→ 課題 A
職場復帰支援システムの文章について、次の問いに答えよ。
(i) 「精神疾患による休職者の職場復帰支援のためのガイドライン」が策定されたのは何年か。
(ii) 職場復帰支援の流れはいくつのステップからなっているか。
(iii) 職場復帰支援施策は、原則としてどれだけの休職を必要とする者を対象としているか。
→ 課題 B
職場復帰支援システムの文章を、最後に示された箇所の次から書き続けよ。

→ 本文
'''

当社における職場復帰支援システム

株式会社 日立製作所 産業医療推進センタ 主任 稲川 修
(さんぽいばらき 第31号/2008年3月発行)

精神疾患による求職者が増加しているという調査結果からも、各企業におかれましては、メンタルヘルスケアのより一層の充実に向けて昼夜を問わずご努力されていることと存じます。今回は表記テーマについて執筆依頼を受け、ここにつたない原稿を寄稿することになりましたが、当社における職場復帰支援システムについてご紹介いたしますので、皆様の職場での取り組みについて一つでも参考になる点があれば幸いです。

1. 背景

2004年当時、疾病休職者に占める精神疾患による休職者の割合が年々高まりつつあり、メンタルヘルスケアの強化が喫緊の課題であった。このような状況を踏まえ、産業医や精神科医等の専門家及び人事担当者による「メンタルヘルス検討委員会」を立ち上げ、精神疾患による休職者の分析を行った。結果として、新たに休職する者の増加以上に休職を繰り返す者の増加が顕著であることが分かり、2005年に「精神疾患による休職者の職場復帰支援のためのガイドライン」を策定し、休職開始から復職後のフォローに至るまでの職場の対応をある程度統一することとした。
なお、「精神疾患による休職者の職場復帰支援のためのガイドライン」は、厚生労働省から発行された「心の健康問題に休職した労働者の職場復帰支援の手引き」に準拠した内容であることを付け加えたい。

2. 職場復帰支援の流れ

職場復帰支援の流れとしては、
(1) 休職開始時におけるケア、
(2) 休職中におけるケア、
(3) 復職時におけるケア、
(4) 復職後におけるケア、
といった四つのステップからなっている。
それぞれの内容については、次節以降に述べるが、職場復帰支援施策を講じるに当たっては、
(1) 原則として一ヶ月以上の休職を必要とする者を対象としていること、
(2) 本人の上長等へのヒアリング調査により産業医が不要と認めた場合には実施しなくても良いこと、
などの前提条件がある。

3. 休職開始時におけるケア

従業員が休職となる場合には、本人が治療を受けている医療機関より診断書が発行される。この診断書提出を契機に以下の対応を実施することになる。

  1. 産業医による主治医とのコンタクト
    休職開始時点において、職場復帰が可能になった場合に産業医より主治医に対して復職可能の診断書の提出を依頼することなど、復職に関する会社ルールの説明資料を送付する。さらに、復職可能と判断された場合には、本人の了解を得た上で情報提供をお願いする説明文も送付する。
  2. 家族への情報提供(必要に応じて)

'''

→ 提供データ
'''

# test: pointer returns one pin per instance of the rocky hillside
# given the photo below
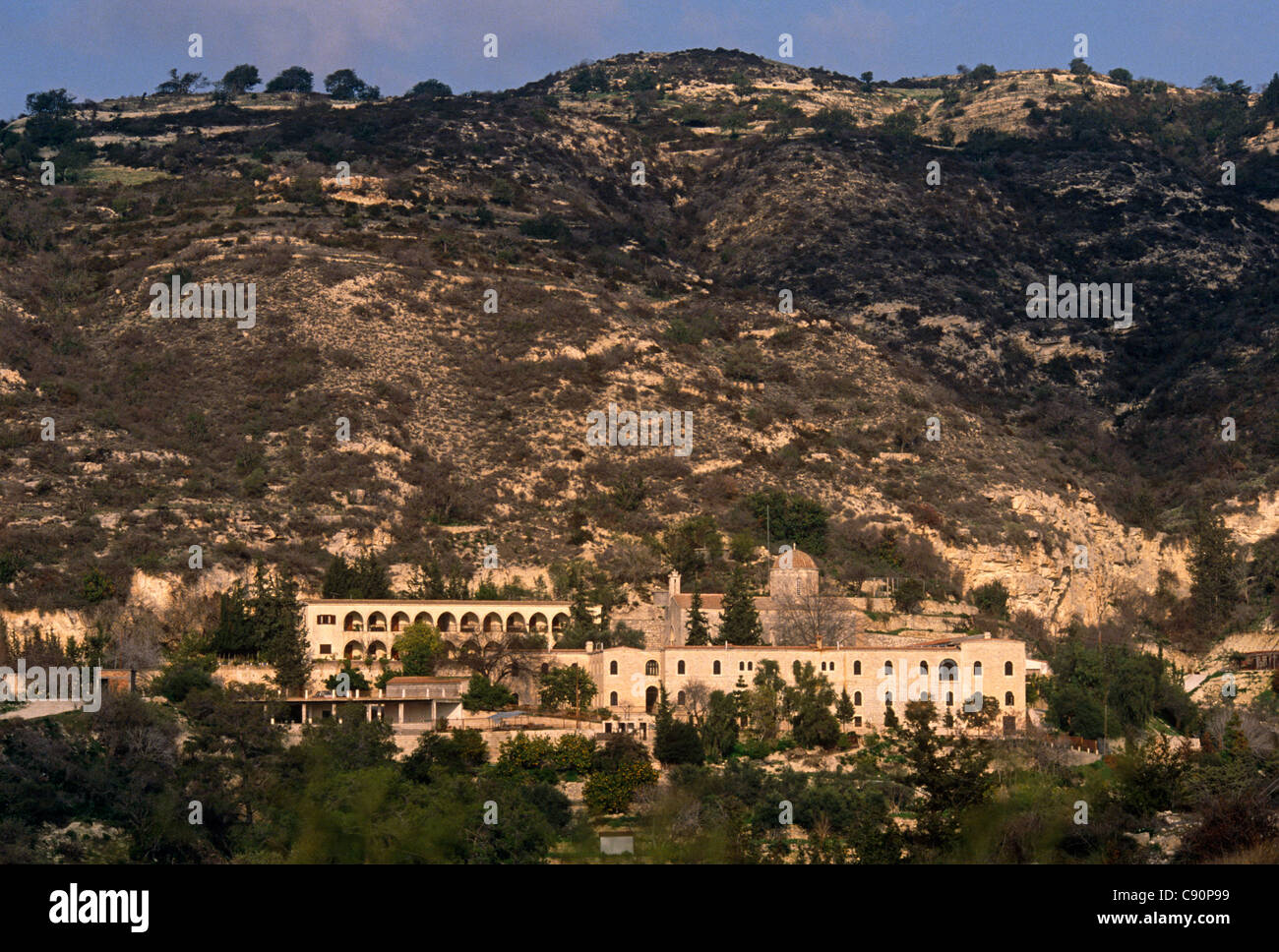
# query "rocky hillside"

'''

→ 解答 A
(i) 2005年
(ii) 四つ
(iii) 一ヶ月以上の休職を必要とする者

→ 解答 B
    本人ばかりでなく、家族も本人が会社を休んでいることについて不安を抱いている場合が多い。そのため、休職制度や傷病手当等に関する事項や、特段の支障がない場合には、定期的に上長から本人もしくは家族と連絡を取ることの説明資料を送付する

4. 求職中におけるケア

  1. 休職者のフォロー
    職場上長、産業保健スタッフ、人事担当者間において、本人の状況について情報の共有化を図る。また、本人の発症について職場要因の関与が大きい場合には、その要因に対する解決策の検討とともに、当該職場においてほかのメンタルヘルス不調者の有無について確認する。
  2. 本人もしくは家族へ定期的なコンタクト
    職場上長は、定期的に本人と面談するなど、本人の状況を確認する。その結果を、報告書にまとめ、産業保健スタッフ、人事担当者に回覧する。この目的は、(1) 本人が休職中に持つ不安感の払拭、(2) 職場の責任ある対応の促進、(3) 職場上長・産業保健スタッフ・人事担当者間の情報共有、(4) 職場の対応について産業保健スタッフからアドバイスを行うこと、(5) 職場復帰前の適切な時期に産業医による職場復帰面接を行うこと、などである。

5. 復職時におけるケア

  1. 職場復帰の準備
    産業医は、復職可能の診断書が提出された場合、主治医から症状の回復状態及び就業上の配慮に関する具体的な意見等の診療情報を提供してもらうことについて、本人の同意を得る。
  2. 産業医面談
    復職にあたっては、後述する復職支援会議において復職の可否等について判定することになるが、それに先立ち、産業医が本人及び家族(必要に応じて)と診療情報提供書を元に面談を行う。この面談で就労意欲の有無、所定労働時間内の勤務が可能であると考えられる等を確認し、産業医としての復職の可否及び必要な就業上の配慮等についての意見を固める。
  3. 復職支援会議
    この会議は、適切で現実的な就業制限を徹底し、就業制限解除までの具体的な業務計画を立てるため、本人、職場上長、産業保健スタッフ、人事担当者が話し合う場である。会議の結果、復職可能と判断された場合には、就業上の配慮を決定し、産業医意見書に基づいた就業制限を職場で徹底させる。
  4. 職場復帰の原則
    職場復帰に際しては、職場内のメンタルヘルス不調者をサポートするキーパーソンが必要であり、復職と同時に配置転換と言ったケースでは、このような人物を確保することが困難である場合が多く、原則として、特別な理由がない限り元の職場に復帰させる。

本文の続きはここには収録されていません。